*WORK TO DO*.
a. Reproduce the passage on the IMF's 2026 Saudi Arabia review, starting with "What Did the" and going on through "toward the Kingdom.".
b. In the passage on the IMF's 2026 Saudi Arabia review, who led the IMF staff team that visited Riyadh?
c. Pick up the passage on the IMF's 2026 Saudi Arabia review and continue writing from the point where it stops.

*SOURCE EXCERPT*.
####
IMF headquarters building at 700 19th Street NW, Washington DC — the International Monetary Fund issued its 2026 Article IV consultation for Saudi Arabia on June 3, formally conditioning recovery on Strait of Hormuz normalisation
The IMF headquarters in Washington DC. The 2026 Article IV mission to Saudi Arabia was conducted April 28–May 13; the concluding statement (PR 26181) was published June 3 — the first Article IV for any GCC state to condition a GDP baseline on Strait of Hormuz normalisation. Photo: International Monetary Fund / Public Domain

What Did the IMF’s 2026 Article IV Actually Say About Saudi Arabia?

The IMF staff team, led by mission chief Azim Sadikov, visited Riyadh from April 28 to May 13, 2026. The concluding statement, published as PR 26181 on June 3, contains four structural assessments that collectively redefine the IMF’s posture toward the Kingdom.
####
(Dataset records about object locations)
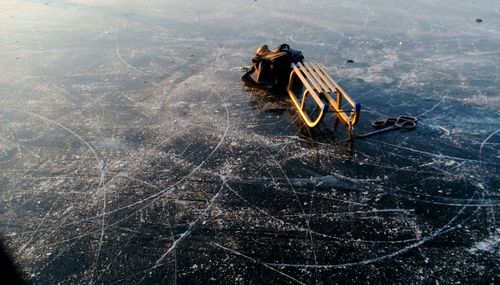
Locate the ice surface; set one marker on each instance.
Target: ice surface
(131, 152)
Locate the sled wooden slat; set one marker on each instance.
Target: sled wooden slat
(320, 86)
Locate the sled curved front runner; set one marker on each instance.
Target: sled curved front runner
(320, 86)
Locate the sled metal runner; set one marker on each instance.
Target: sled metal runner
(320, 86)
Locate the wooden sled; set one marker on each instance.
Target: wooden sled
(316, 83)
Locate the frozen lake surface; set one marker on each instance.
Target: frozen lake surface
(132, 153)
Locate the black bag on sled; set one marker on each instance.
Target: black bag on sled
(271, 69)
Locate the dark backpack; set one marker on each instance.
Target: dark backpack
(271, 69)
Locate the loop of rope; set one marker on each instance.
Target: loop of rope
(402, 123)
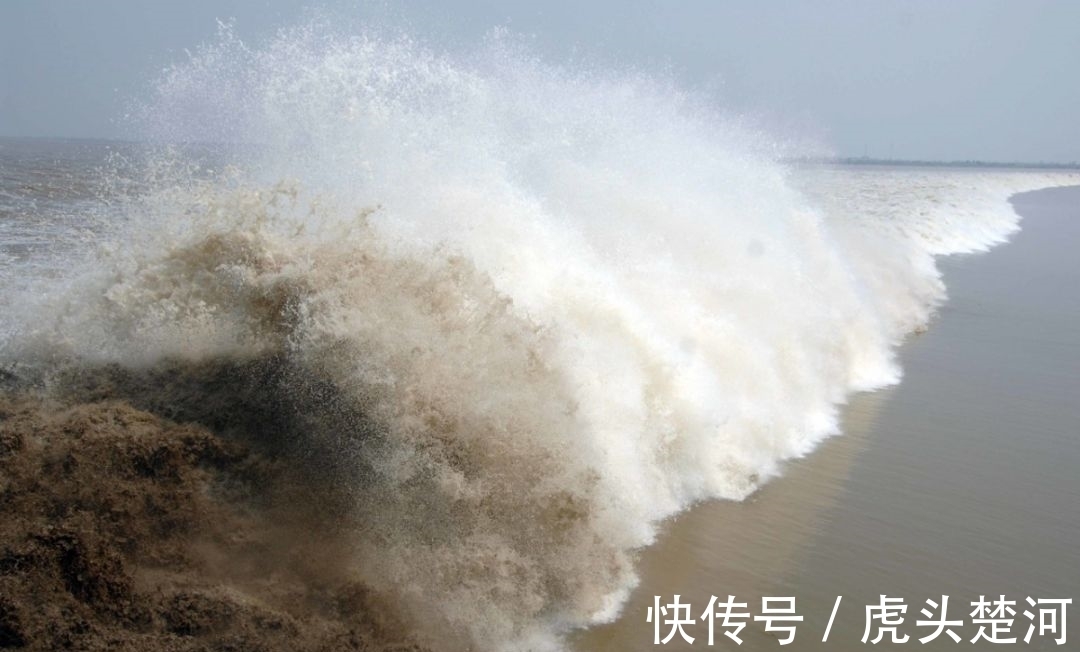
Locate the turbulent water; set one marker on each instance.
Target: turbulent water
(522, 312)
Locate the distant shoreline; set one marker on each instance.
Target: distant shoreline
(918, 163)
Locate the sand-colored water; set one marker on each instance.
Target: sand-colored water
(960, 481)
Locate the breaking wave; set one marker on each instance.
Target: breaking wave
(522, 313)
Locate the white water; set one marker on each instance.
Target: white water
(571, 302)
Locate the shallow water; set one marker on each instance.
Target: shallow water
(960, 481)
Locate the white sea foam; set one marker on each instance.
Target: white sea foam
(567, 303)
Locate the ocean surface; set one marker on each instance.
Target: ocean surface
(528, 316)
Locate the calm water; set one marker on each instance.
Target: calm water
(962, 480)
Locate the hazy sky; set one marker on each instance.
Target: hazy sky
(934, 79)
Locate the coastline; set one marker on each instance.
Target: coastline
(929, 491)
(960, 480)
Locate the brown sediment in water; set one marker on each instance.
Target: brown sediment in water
(122, 530)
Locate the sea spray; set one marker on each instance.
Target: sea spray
(522, 312)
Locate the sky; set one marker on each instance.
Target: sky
(989, 80)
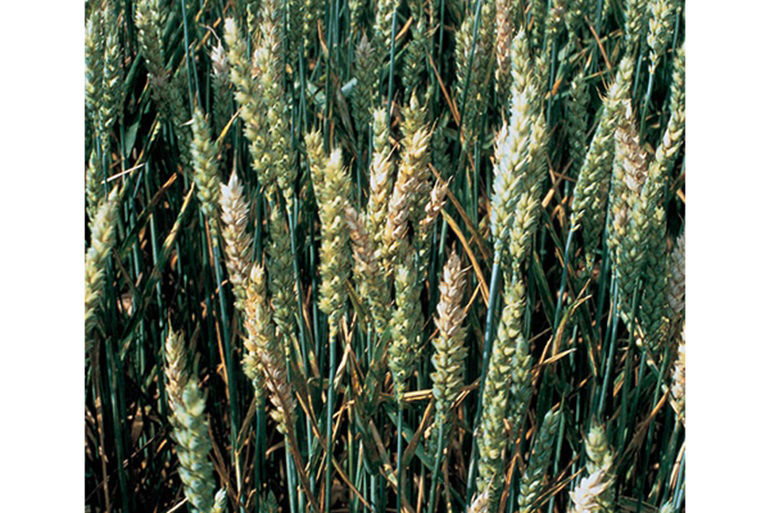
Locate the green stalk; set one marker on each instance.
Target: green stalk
(329, 411)
(611, 354)
(399, 455)
(436, 465)
(489, 330)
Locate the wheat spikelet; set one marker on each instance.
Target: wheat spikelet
(380, 184)
(629, 226)
(584, 496)
(521, 385)
(264, 352)
(384, 10)
(206, 176)
(601, 459)
(577, 120)
(248, 97)
(492, 439)
(481, 62)
(102, 229)
(190, 427)
(333, 183)
(365, 72)
(450, 350)
(193, 446)
(676, 279)
(532, 482)
(666, 151)
(367, 272)
(177, 374)
(405, 325)
(635, 17)
(148, 25)
(593, 183)
(652, 307)
(238, 242)
(410, 192)
(480, 503)
(526, 211)
(313, 14)
(514, 149)
(506, 14)
(278, 154)
(111, 90)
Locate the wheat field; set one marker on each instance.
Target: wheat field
(384, 256)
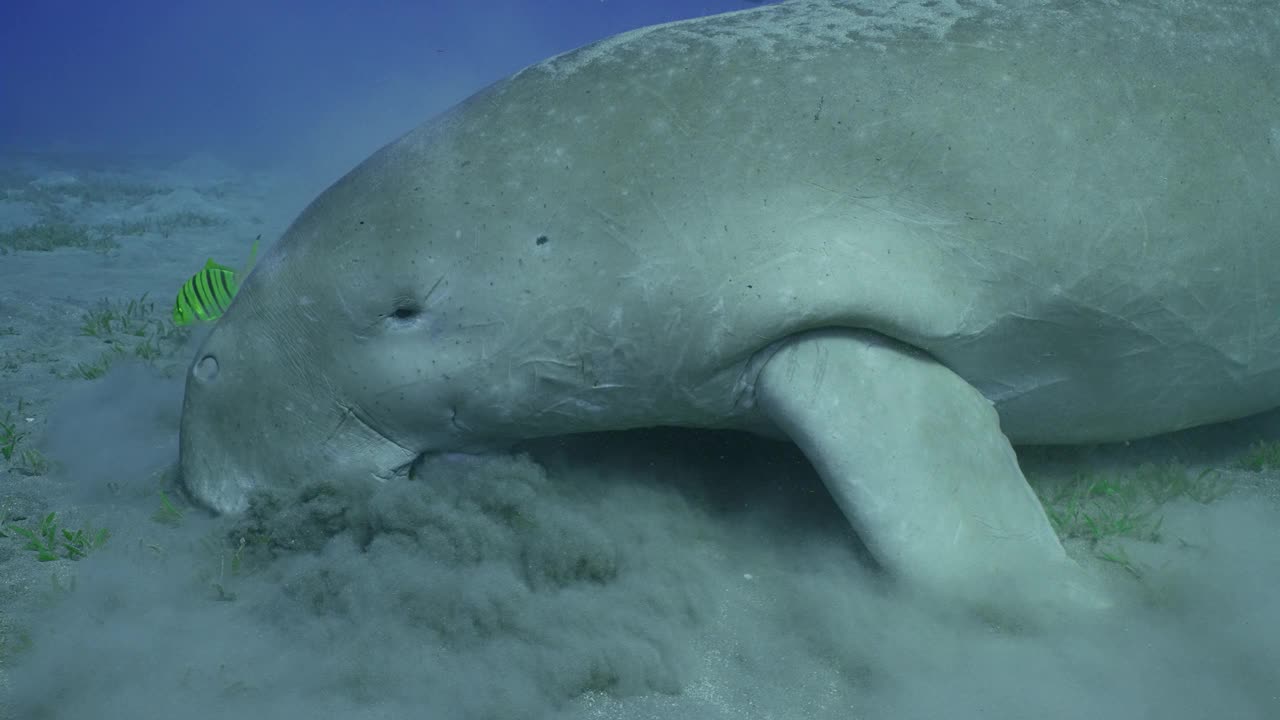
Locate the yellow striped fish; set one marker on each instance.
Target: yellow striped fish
(209, 292)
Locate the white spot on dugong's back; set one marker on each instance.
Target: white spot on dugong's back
(817, 23)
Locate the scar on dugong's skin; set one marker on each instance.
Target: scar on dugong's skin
(901, 235)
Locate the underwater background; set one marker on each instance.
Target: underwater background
(666, 574)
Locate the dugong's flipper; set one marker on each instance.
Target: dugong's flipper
(915, 459)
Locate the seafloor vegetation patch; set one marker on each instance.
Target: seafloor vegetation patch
(53, 235)
(1262, 455)
(13, 451)
(128, 328)
(1098, 507)
(50, 541)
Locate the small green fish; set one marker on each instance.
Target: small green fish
(209, 292)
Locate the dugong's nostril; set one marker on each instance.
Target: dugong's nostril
(206, 369)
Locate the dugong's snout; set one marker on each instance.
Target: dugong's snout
(251, 424)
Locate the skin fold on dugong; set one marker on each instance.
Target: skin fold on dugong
(903, 235)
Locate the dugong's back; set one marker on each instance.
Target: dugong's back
(1075, 205)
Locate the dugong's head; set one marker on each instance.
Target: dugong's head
(356, 345)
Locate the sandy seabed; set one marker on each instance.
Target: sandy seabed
(649, 574)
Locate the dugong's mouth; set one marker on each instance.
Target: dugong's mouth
(357, 441)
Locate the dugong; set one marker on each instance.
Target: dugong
(904, 235)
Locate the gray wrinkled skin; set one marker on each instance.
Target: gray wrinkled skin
(1073, 205)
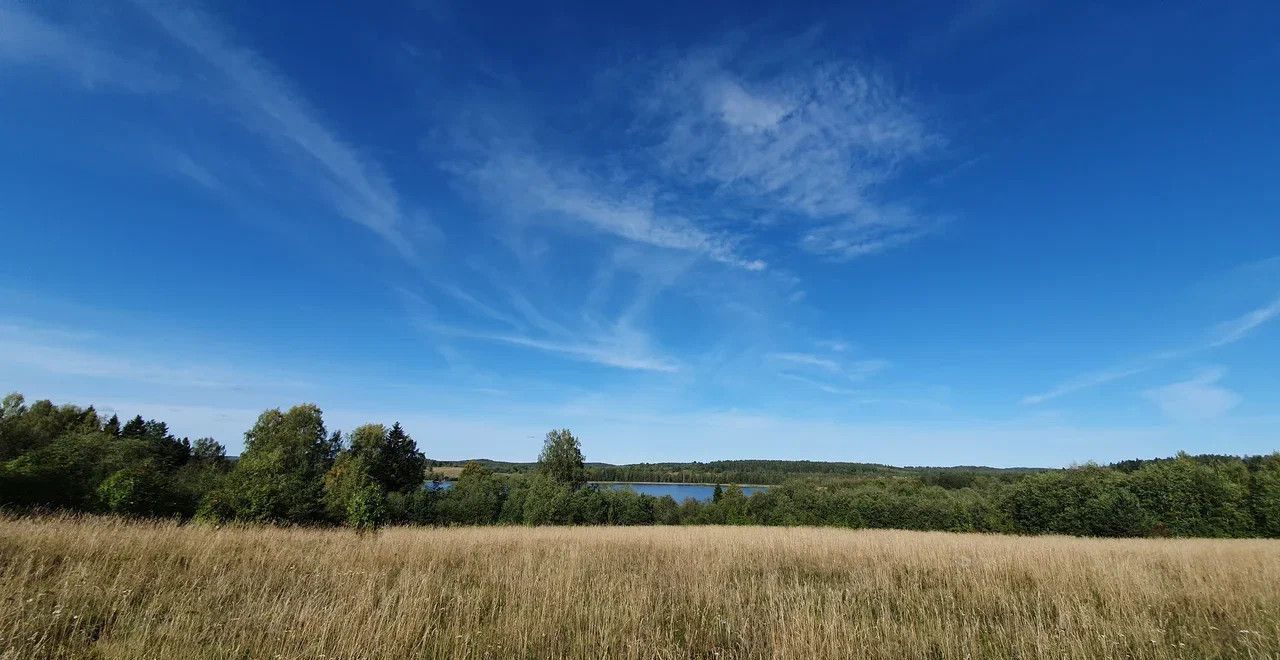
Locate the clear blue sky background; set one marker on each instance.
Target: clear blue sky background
(1000, 232)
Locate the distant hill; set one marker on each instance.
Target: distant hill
(764, 471)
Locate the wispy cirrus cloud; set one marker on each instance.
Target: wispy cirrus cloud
(27, 39)
(616, 344)
(1198, 398)
(1224, 334)
(531, 188)
(807, 143)
(1242, 326)
(355, 184)
(227, 74)
(71, 352)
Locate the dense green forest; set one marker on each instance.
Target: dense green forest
(760, 472)
(293, 471)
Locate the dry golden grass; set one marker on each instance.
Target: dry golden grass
(109, 589)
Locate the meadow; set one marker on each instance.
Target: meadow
(108, 587)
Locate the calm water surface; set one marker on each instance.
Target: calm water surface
(679, 491)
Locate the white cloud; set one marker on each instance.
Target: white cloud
(1239, 328)
(1083, 383)
(530, 187)
(355, 184)
(809, 361)
(28, 39)
(812, 143)
(1196, 399)
(62, 352)
(268, 104)
(1226, 333)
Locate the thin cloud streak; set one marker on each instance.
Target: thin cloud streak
(606, 352)
(1242, 326)
(356, 186)
(809, 143)
(531, 188)
(1224, 334)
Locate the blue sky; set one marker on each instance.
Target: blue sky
(1000, 233)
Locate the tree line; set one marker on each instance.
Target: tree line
(293, 471)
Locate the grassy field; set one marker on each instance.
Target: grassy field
(100, 587)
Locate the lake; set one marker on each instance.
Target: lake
(679, 491)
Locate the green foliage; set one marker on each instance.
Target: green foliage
(476, 498)
(1192, 498)
(562, 458)
(366, 509)
(280, 475)
(292, 471)
(137, 490)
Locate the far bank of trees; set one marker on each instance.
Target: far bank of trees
(295, 471)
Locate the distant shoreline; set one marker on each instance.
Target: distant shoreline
(685, 484)
(661, 484)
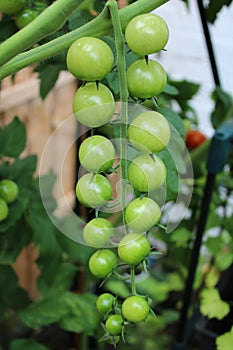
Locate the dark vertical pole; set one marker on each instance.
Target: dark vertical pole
(194, 258)
(208, 42)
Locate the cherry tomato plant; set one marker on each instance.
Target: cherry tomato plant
(106, 50)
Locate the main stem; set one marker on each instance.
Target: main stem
(50, 20)
(121, 66)
(99, 26)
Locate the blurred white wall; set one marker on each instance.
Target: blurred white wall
(187, 56)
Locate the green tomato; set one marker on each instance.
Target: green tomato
(114, 324)
(98, 232)
(104, 303)
(96, 154)
(147, 173)
(146, 34)
(93, 106)
(141, 214)
(4, 210)
(149, 132)
(93, 190)
(11, 7)
(146, 79)
(25, 16)
(89, 59)
(102, 262)
(133, 248)
(135, 309)
(8, 190)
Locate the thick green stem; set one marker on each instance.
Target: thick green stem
(50, 20)
(121, 67)
(133, 285)
(99, 26)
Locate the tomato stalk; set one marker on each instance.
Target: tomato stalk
(132, 276)
(51, 19)
(121, 66)
(99, 26)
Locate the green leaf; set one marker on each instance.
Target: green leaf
(214, 7)
(73, 312)
(174, 119)
(12, 138)
(82, 315)
(9, 250)
(48, 75)
(11, 295)
(223, 106)
(26, 344)
(212, 306)
(225, 341)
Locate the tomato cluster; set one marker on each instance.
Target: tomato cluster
(90, 60)
(24, 11)
(8, 194)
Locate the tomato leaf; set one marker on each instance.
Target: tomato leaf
(26, 344)
(48, 75)
(223, 106)
(12, 138)
(225, 341)
(9, 289)
(210, 297)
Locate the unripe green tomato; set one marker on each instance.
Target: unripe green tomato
(98, 232)
(114, 324)
(25, 16)
(4, 210)
(8, 190)
(93, 106)
(93, 190)
(102, 262)
(133, 248)
(146, 34)
(104, 303)
(11, 7)
(146, 79)
(149, 132)
(135, 309)
(147, 173)
(89, 59)
(96, 154)
(141, 214)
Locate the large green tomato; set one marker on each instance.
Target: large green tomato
(135, 309)
(147, 173)
(11, 7)
(102, 262)
(93, 190)
(146, 34)
(149, 132)
(133, 248)
(89, 59)
(93, 106)
(146, 79)
(141, 214)
(8, 190)
(98, 232)
(4, 211)
(96, 154)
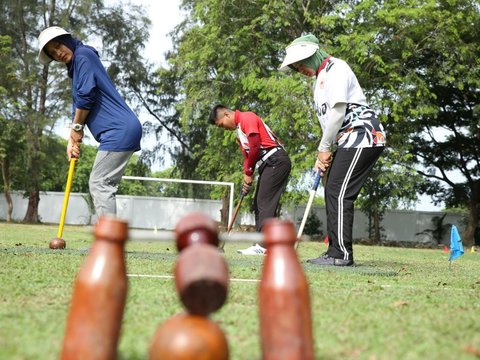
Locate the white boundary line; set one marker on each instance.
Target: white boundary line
(384, 286)
(171, 277)
(223, 183)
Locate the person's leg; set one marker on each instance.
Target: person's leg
(105, 177)
(271, 185)
(348, 173)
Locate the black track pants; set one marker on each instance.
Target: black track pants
(347, 174)
(272, 181)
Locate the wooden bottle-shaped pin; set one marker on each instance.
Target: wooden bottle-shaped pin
(189, 337)
(196, 228)
(201, 279)
(285, 315)
(98, 299)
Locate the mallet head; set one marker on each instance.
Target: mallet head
(57, 243)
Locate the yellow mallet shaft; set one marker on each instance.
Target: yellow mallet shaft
(71, 169)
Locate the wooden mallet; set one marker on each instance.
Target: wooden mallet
(58, 242)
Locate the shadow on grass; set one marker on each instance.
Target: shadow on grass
(367, 269)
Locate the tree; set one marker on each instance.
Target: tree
(419, 60)
(12, 142)
(44, 92)
(213, 62)
(236, 63)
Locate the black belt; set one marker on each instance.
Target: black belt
(269, 153)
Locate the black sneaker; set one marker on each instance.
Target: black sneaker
(328, 260)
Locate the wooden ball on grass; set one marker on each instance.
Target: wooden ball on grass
(196, 228)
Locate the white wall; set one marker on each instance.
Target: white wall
(163, 213)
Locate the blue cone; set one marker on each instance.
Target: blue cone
(456, 246)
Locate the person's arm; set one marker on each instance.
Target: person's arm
(253, 154)
(336, 117)
(249, 161)
(76, 136)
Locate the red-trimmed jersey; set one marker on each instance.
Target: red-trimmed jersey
(250, 123)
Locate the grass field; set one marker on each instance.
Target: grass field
(395, 304)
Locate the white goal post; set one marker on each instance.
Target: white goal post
(204, 182)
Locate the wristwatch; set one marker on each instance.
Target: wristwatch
(77, 127)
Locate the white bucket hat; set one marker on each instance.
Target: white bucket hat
(296, 52)
(43, 39)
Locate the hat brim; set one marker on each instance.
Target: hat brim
(44, 38)
(297, 52)
(43, 58)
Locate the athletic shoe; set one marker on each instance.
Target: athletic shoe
(328, 260)
(253, 250)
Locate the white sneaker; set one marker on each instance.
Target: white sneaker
(253, 250)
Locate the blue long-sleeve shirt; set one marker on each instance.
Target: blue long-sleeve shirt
(111, 121)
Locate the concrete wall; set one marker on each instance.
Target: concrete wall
(163, 213)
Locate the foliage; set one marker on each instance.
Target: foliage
(418, 61)
(41, 96)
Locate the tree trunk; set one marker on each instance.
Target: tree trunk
(376, 227)
(6, 189)
(32, 211)
(473, 215)
(224, 210)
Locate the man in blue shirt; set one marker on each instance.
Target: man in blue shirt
(98, 105)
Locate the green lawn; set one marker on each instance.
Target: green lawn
(396, 304)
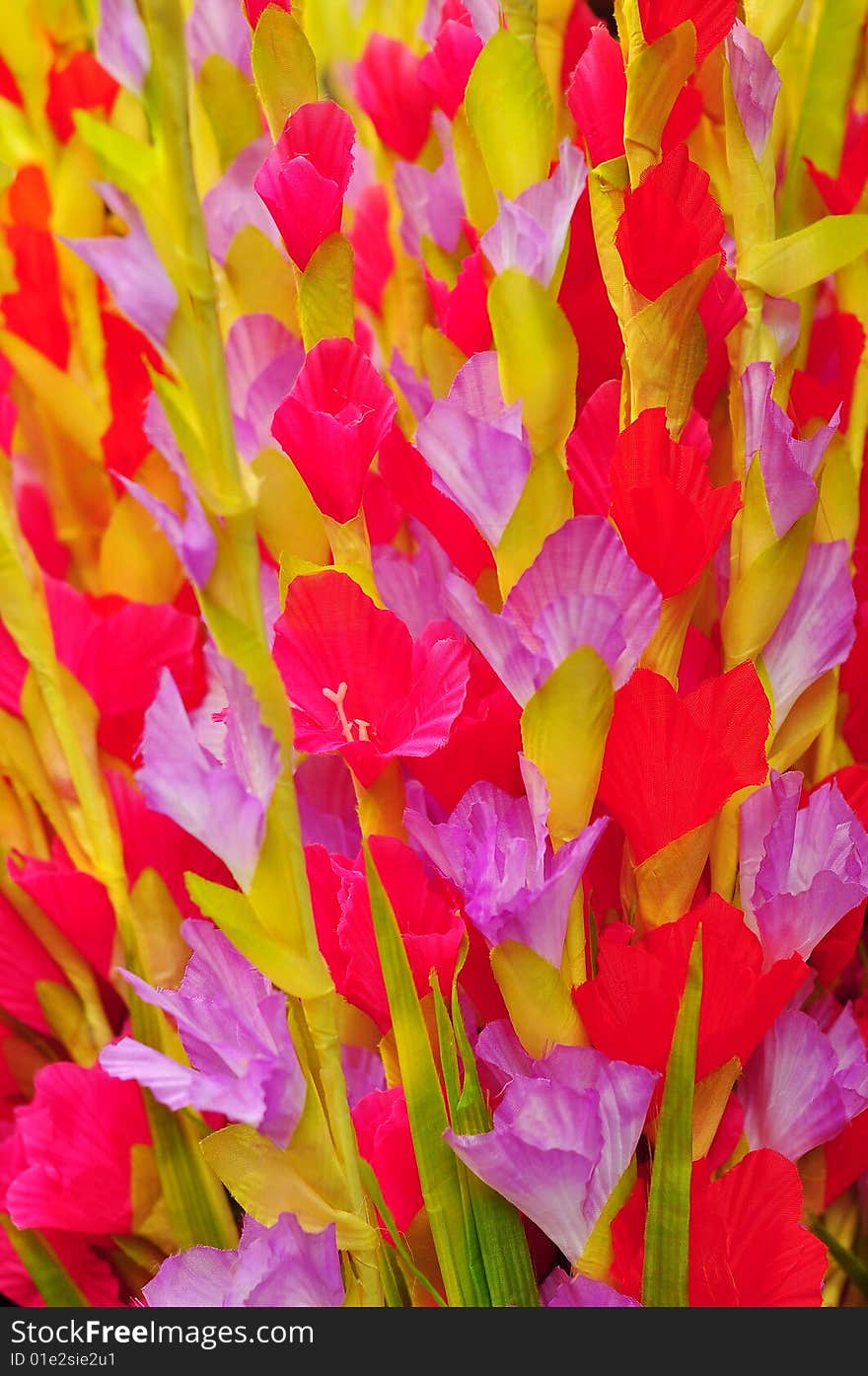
####
*ANSWERS BY TASK*.
a.
What Did the IMF’s 2026 Article IV Actually Say About Saudi Arabia?

The IMF staff team, led by mission chief Azim Sadikov, visited Riyadh from April 28 to May 13, 2026. The concluding statement, published as PR 26181 on June 3, contains four structural assessments that collectively redefine the IMF’s posture toward the Kingdom.

b. Mission chief Azim Sadikov.

c.
First, the growth downgrade. The mission projects GDP growth of approximately 2 percent for 2026. That figure is lower than the IMF’s own April World Economic Outlook projection of 3.1 percent — itself already a 1.4-percentage-point cut from the January forecast of 4.5 percent. The Article IV number overtakes an already-revised estimate by a further full percentage point, and it does so conditionally. The 2 percent holds only if Hormuz normalises “in the coming months.”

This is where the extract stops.